== Records shown ==
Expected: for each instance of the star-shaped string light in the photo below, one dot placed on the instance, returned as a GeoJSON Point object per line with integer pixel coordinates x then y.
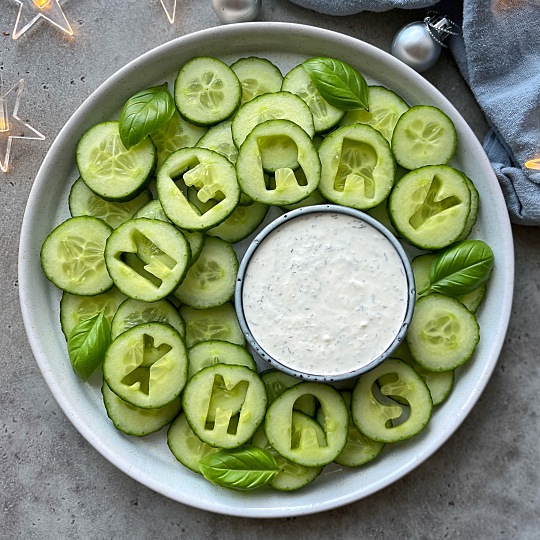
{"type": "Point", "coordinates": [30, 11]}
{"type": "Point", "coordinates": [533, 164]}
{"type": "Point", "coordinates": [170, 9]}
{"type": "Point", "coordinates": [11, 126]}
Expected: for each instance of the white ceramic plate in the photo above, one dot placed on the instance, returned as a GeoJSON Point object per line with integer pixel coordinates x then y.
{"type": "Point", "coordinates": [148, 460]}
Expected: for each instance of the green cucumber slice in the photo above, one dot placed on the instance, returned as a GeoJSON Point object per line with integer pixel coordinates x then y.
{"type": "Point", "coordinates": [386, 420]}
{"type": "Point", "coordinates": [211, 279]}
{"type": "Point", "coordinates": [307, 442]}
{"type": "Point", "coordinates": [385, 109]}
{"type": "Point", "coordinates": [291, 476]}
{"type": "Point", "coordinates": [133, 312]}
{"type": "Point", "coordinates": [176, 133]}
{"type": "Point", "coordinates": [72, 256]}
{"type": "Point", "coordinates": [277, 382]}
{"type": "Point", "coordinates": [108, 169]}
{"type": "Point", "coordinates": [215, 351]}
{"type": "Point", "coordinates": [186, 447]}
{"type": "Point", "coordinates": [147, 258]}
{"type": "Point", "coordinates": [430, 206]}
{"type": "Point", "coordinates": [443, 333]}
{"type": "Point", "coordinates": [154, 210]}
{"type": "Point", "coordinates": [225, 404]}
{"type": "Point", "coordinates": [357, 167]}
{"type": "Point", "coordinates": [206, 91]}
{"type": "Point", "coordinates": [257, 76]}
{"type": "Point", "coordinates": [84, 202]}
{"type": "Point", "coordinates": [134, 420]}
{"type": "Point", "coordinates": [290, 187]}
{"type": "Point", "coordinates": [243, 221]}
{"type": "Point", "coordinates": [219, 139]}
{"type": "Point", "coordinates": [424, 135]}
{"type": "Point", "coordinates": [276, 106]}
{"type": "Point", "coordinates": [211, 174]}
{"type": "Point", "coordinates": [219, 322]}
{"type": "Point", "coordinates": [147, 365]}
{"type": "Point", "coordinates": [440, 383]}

== Stated problem ==
Starting at the line that contains "Expected: for each instance of the white" and ending at the last line of the records, write out every line again, requests included. Multiply each point coordinate in the answers by 2.3 and round to a whole number, with halves going up, and give only those lines.

== Answer to the exercise ==
Expected: for each instance of the white ceramic plate in the photo above, one dot placed on the instance, returned as a GeoJSON Point object per line with integer pixel coordinates x then y.
{"type": "Point", "coordinates": [340, 1058]}
Expected: for each instance of the green cucumber slice in the photo above, one dot placed on the instance, returned as a GeoJSON Point object per line with integer pixel coordinates x then y.
{"type": "Point", "coordinates": [888, 966]}
{"type": "Point", "coordinates": [485, 642]}
{"type": "Point", "coordinates": [706, 1017]}
{"type": "Point", "coordinates": [886, 251]}
{"type": "Point", "coordinates": [669, 1095]}
{"type": "Point", "coordinates": [306, 718]}
{"type": "Point", "coordinates": [405, 306]}
{"type": "Point", "coordinates": [166, 589]}
{"type": "Point", "coordinates": [637, 879]}
{"type": "Point", "coordinates": [248, 389]}
{"type": "Point", "coordinates": [495, 807]}
{"type": "Point", "coordinates": [428, 1028]}
{"type": "Point", "coordinates": [338, 593]}
{"type": "Point", "coordinates": [989, 474]}
{"type": "Point", "coordinates": [1019, 766]}
{"type": "Point", "coordinates": [354, 483]}
{"type": "Point", "coordinates": [518, 929]}
{"type": "Point", "coordinates": [821, 384]}
{"type": "Point", "coordinates": [474, 209]}
{"type": "Point", "coordinates": [591, 175]}
{"type": "Point", "coordinates": [193, 465]}
{"type": "Point", "coordinates": [308, 966]}
{"type": "Point", "coordinates": [667, 430]}
{"type": "Point", "coordinates": [559, 508]}
{"type": "Point", "coordinates": [504, 320]}
{"type": "Point", "coordinates": [975, 311]}
{"type": "Point", "coordinates": [635, 244]}
{"type": "Point", "coordinates": [485, 400]}
{"type": "Point", "coordinates": [504, 741]}
{"type": "Point", "coordinates": [338, 840]}
{"type": "Point", "coordinates": [1012, 881]}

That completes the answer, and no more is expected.